• _What is asked_
Recast each line of the records below as a JSON list of strings, one string per line, and leave out any blank lines.

• _Supplied material_
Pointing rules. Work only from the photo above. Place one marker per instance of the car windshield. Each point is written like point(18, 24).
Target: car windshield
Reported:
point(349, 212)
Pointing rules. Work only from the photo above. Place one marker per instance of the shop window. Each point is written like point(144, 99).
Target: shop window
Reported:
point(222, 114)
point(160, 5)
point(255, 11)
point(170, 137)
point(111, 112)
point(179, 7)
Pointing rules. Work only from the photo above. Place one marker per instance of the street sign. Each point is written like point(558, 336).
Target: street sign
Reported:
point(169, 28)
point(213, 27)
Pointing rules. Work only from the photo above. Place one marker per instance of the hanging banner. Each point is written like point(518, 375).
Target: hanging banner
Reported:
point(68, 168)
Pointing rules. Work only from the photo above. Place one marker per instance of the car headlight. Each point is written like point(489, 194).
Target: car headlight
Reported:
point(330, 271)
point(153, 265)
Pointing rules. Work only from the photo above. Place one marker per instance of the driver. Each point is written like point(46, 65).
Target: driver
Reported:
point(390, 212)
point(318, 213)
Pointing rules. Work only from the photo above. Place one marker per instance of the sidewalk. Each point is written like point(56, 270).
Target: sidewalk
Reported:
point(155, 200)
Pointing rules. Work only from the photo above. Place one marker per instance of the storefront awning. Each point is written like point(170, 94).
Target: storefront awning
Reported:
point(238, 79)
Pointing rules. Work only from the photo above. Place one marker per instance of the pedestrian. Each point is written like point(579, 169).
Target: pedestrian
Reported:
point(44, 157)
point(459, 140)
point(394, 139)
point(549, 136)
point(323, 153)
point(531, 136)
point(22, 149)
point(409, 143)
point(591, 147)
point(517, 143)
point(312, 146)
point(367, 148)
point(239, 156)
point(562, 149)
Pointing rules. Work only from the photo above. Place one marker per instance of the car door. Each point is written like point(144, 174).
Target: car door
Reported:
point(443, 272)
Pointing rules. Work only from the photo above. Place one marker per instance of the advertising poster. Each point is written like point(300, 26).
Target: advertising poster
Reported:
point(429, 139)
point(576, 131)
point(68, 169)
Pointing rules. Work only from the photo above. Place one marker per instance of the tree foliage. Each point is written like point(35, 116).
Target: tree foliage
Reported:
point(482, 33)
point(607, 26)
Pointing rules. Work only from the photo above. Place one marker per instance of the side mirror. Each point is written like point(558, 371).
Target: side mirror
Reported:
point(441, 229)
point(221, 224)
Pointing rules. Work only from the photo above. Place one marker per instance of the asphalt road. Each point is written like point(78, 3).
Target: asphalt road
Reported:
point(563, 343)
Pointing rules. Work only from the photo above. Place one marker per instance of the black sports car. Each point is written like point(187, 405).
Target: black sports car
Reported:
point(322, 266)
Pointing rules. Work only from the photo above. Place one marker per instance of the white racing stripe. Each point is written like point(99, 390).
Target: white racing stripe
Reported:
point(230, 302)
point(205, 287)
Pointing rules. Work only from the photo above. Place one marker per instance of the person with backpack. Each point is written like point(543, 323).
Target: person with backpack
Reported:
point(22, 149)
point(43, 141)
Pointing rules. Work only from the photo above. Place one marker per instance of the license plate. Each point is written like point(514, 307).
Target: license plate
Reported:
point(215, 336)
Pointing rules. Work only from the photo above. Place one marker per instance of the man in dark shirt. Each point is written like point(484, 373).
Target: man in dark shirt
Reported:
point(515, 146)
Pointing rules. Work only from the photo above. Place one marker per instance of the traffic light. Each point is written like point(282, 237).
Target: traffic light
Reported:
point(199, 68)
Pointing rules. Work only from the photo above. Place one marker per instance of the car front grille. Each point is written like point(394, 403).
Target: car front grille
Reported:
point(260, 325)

• _Exercise solution_
[
  "Pointing rules. Work only from the photo above. Place one marker per instance of the car windshield. Each point is written like point(18, 24).",
  "Target: car windshield",
  "Reported:",
  "point(349, 212)",
  "Pointing rules. Work only from the photo above. Place one marker per instance of the shop window. Each point is written like point(144, 99).",
  "Target: shop window",
  "Reported:",
  "point(222, 114)",
  "point(160, 5)",
  "point(255, 11)",
  "point(170, 137)",
  "point(111, 112)",
  "point(179, 7)",
  "Pointing rules. Work only from the photo above. Place one marker per instance of the street sign. Each point is written like point(558, 336).",
  "Target: street sign",
  "Reported:",
  "point(169, 28)",
  "point(213, 27)",
  "Pointing rules. Work only from the photo above. Place one marker per instance of the hanging banner. Each point is written like point(518, 375).",
  "Target: hanging banner",
  "Reported:",
  "point(68, 168)",
  "Pointing rules. Work only from the photo above. Place one marker per instance of the car headlight. Each point is written like point(489, 194).",
  "Target: car headlight",
  "Reported:",
  "point(330, 271)",
  "point(153, 265)",
  "Pointing rules. Work only from the photo above. Place one marker per instance of the driver. Each point is written like point(46, 65).",
  "Target: driver",
  "Reported:",
  "point(390, 212)",
  "point(318, 213)",
  "Pointing rules. Work only from the photo above. Place one marker per instance of the sidewalk. Each point is written like point(56, 270).",
  "Target: sidewalk",
  "Reported:",
  "point(155, 200)",
  "Pointing rules. Work only from the photo above. Place one marker per instance of the storefront awning. Each point is written like point(170, 94).",
  "Target: storefront awning",
  "Reported:",
  "point(238, 79)",
  "Pointing rules. Work only from the photo above. Place one marker per instance of the pedestrian. Each point is written like point(579, 169).",
  "Target: pedestrian",
  "Reported:",
  "point(44, 157)",
  "point(459, 140)",
  "point(394, 139)",
  "point(549, 136)",
  "point(323, 153)",
  "point(531, 136)",
  "point(22, 149)",
  "point(409, 143)",
  "point(591, 147)",
  "point(517, 143)",
  "point(312, 146)",
  "point(367, 148)",
  "point(239, 156)",
  "point(562, 149)",
  "Pointing rules. Work only from the photo above. Place one marker per instance of the car door. Each point is written like point(144, 174).",
  "Target: car door",
  "Reported:",
  "point(443, 272)",
  "Pointing rules. Work only from the photo above. Place one marker per instance of the advertising poster. Each point is written like point(300, 26).",
  "Target: advertising poster",
  "Reported:",
  "point(429, 139)",
  "point(576, 131)",
  "point(68, 169)",
  "Pointing rules. Work only from the photo above. Place one marker per instance of the tree foliage. Each point is written like point(35, 116).",
  "Target: tree foliage",
  "Reported:",
  "point(482, 33)",
  "point(607, 26)",
  "Pointing rules. Work only from the photo above. Place one marker per instance of the side mirror. Each point is written like point(558, 371).",
  "Target: side mirror",
  "Reported:",
  "point(441, 229)",
  "point(221, 224)",
  "Pointing rules. Work only from the photo above. Place one marker per instance of the asphalt road. Each point is written like point(78, 3).",
  "Target: asphalt road",
  "Reported:",
  "point(563, 343)",
  "Pointing rules. Work only from the photo above. Place one marker per instance of the black sports car. Each point is written like point(187, 405).",
  "Target: black sports car",
  "Reported:",
  "point(322, 266)",
  "Pointing rules. Work only from the photo above. Place one marker per instance of the white racing stripe. Each point is written like point(99, 390).",
  "Target: white racing stripe",
  "Reported:",
  "point(230, 302)",
  "point(205, 287)",
  "Pointing rules. Work only from the photo above. Place one marker per instance of the person with backpack. Each point is written like point(543, 323).",
  "Target: person with backpack",
  "Reported:",
  "point(22, 149)",
  "point(43, 141)",
  "Pointing rules. Work only from the photo above. Place one marker per instance of the license plate. Each point is written like point(514, 307).",
  "Target: license plate",
  "Reported:",
  "point(215, 336)",
  "Pointing rules. Work only from the photo above. Place one marker per instance of the man in dark shirt. Each point is written like point(484, 373).",
  "Target: man in dark shirt",
  "Reported:",
  "point(515, 146)",
  "Pointing rules. Work only from the photo above. Place one marker per instance of the traffic light. Each point is written like point(282, 237).",
  "Target: traffic light",
  "Reported:",
  "point(199, 68)",
  "Pointing rules. Work only from the photo above. Place one marker per instance of the car front grille. Each point is written like point(394, 403).",
  "Target: car front grille",
  "Reported:",
  "point(260, 325)"
]